*** EXERCISE PASSAGE Section Begins ***
This quirky, entertaining, and highly informative book lives up to its title, interweaving a rich and reader-friendly review of scientific data on the brain with stories about “evil” people ranging from Chairman Mao to the author’s own deeply troubled sister. In the process, Oakley covers current findings about genes, brain structure, and the neurological roots of psychopathy, borderline personality disorder, and Machiavellianism—with detours into topics ranging from Yixing teapots to Paris Hilton.

While the author is not a medical professional (she’s a professor of engineering whose resume includes working on a Soviet fishing trawler, operating a radio at the North Pole, and serving as a U.S. Army captain), her book has won high praise from influential researchers including Blank Slate author Steven Pinker. Lay readers will find its mix of science, personal stories, and world history fascinating and enlightening—especially if they’re dealing with psychopaths or borderline personalities in their own lives.




QUOTES FROM EVIL GENES
By Barbara Oakley

“Just as a child needs the neurological structure of the eye to process information from the electromagnetic fields that shimmer through the air around him, a child also needs the structure of the orbitofrontal cortex and related neurological features to have a feeling of compassion. Psychopaths, it appears, may be born preprogrammed with a tendency to grow up ‘morally blind.’”

“[T]he effect of the environment on those with a potentially Machiavellian genotype is not necessarily as straightforward as it might seem. For example, a talented boy with an underlying set of problematic genes might, as a result of abuse, descend by adulthood into obviously pathological behavior—borderline or psychopathic—that could result in his incarceration and removal from society. However, the same Machiavellian-oriented child with a mild upbringing might flower into a full Machiavellian as an adult—a charismatic man whose sinister influences could ultimately affect millions.”

“Ultimately… religion, education, and even family may have less of an impact on our innate sense of morality than we may think. Ethics classes, in other words, really may just preach to the choir. Those few who are wired differently—and we are beginning to learn how the wiring’s awry—march to their own moral tune, no matter what they are taught.”

“If I’ve learned anything through these many years of research, it’s that [Oakley’s “borderline personality” sister] Caroline’s choices were a bit like the choices a tree on a windy shoreline has in deciding how tall and how bent to grow.”
*** EXERCISE PASSAGE Section Ends ***
*** DATA SECTION Section Begins ***
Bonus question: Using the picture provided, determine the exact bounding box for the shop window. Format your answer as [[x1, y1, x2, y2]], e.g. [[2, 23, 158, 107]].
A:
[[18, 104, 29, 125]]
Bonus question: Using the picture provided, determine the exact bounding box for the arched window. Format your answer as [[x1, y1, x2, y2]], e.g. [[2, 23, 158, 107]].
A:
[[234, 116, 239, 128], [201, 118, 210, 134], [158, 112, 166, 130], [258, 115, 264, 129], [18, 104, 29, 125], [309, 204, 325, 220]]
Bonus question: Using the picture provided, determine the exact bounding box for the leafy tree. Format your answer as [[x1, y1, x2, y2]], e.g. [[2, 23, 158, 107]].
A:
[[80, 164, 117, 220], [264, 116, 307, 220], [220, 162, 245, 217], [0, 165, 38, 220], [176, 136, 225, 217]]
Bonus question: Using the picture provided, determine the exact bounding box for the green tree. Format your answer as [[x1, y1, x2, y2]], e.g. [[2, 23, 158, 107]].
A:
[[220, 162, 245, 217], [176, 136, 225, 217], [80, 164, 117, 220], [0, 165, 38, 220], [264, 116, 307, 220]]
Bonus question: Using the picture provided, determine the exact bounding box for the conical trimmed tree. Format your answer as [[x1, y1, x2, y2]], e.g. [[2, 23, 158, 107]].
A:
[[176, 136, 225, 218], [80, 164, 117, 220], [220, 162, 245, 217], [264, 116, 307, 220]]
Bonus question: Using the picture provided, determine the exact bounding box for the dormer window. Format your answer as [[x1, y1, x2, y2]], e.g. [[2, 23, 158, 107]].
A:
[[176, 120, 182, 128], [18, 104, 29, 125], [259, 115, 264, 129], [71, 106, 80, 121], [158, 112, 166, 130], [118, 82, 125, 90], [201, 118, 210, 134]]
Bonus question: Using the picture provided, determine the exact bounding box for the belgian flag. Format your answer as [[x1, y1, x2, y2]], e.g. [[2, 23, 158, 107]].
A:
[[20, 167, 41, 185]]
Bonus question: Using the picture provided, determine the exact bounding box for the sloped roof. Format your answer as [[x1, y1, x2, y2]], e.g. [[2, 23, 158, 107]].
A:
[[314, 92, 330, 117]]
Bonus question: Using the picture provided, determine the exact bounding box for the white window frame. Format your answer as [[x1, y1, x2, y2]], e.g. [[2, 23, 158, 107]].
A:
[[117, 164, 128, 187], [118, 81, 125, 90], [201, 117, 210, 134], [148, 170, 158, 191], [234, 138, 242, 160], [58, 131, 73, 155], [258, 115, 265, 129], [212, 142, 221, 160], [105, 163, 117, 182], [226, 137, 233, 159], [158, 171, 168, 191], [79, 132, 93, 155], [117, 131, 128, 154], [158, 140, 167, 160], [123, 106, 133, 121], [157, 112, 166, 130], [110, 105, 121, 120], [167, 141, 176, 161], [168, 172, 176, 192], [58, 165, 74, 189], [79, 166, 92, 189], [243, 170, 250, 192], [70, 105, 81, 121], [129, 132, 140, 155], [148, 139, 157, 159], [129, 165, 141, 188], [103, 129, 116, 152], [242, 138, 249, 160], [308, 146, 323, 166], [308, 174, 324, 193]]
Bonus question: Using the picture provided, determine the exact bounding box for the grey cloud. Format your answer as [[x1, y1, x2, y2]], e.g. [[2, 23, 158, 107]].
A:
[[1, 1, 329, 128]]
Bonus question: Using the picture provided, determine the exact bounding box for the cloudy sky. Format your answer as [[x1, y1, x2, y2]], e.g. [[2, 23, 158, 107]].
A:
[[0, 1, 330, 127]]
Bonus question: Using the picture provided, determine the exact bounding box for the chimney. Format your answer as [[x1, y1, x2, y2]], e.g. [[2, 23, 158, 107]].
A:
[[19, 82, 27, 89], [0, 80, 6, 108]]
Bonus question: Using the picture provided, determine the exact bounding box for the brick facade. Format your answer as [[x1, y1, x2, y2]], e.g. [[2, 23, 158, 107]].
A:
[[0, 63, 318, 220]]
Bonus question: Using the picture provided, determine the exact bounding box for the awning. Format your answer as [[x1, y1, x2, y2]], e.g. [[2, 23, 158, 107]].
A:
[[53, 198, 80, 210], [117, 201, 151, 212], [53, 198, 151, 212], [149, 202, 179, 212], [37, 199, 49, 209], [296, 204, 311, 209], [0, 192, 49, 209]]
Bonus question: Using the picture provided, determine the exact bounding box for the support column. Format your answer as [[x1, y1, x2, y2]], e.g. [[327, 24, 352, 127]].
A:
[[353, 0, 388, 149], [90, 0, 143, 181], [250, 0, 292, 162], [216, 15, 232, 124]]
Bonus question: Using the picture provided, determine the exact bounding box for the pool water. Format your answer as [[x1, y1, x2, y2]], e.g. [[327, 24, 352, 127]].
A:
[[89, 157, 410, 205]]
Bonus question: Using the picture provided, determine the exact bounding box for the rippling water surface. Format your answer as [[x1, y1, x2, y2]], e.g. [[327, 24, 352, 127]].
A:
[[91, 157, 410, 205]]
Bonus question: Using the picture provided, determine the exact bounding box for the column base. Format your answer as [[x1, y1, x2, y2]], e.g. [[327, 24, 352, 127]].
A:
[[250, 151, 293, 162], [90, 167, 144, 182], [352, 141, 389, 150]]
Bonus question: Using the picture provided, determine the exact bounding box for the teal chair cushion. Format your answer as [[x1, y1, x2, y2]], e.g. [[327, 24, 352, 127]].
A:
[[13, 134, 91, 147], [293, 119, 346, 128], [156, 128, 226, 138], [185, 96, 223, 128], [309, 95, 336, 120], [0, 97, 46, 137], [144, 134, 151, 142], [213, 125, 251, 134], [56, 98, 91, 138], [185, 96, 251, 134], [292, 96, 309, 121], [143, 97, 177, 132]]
*** DATA SECTION Section Ends ***
# ACTIVITY A
Summarize the Evil Genes passage in two sentences.
# ACTIVITY B
Repeat the part of the Evil Genes passage starting with "While the author" and going on through "their own lives.".

# SOLUTION A
The book Evil Genes by Barbara Oakley combines a reader-friendly review of scientific data on the brain with stories about "evil" people, from Chairman Mao to the author's own deeply troubled sister. It covers genes, brain structure, and the neurological roots of psychopathy, borderline personality disorder, and Machiavellianism, and although Oakley is a professor of engineering rather than a medical professional, the book has won high praise from influential researchers including Steven Pinker.

# SOLUTION B
While the author is not a medical professional (she’s a professor of engineering whose resume includes working on a Soviet fishing trawler, operating a radio at the North Pole, and serving as a U.S. Army captain), her book has won high praise from influential researchers including Blank Slate author Steven Pinker. Lay readers will find its mix of science, personal stories, and world history fascinating and enlightening—especially if they’re dealing with psychopaths or borderline personalities in their own lives.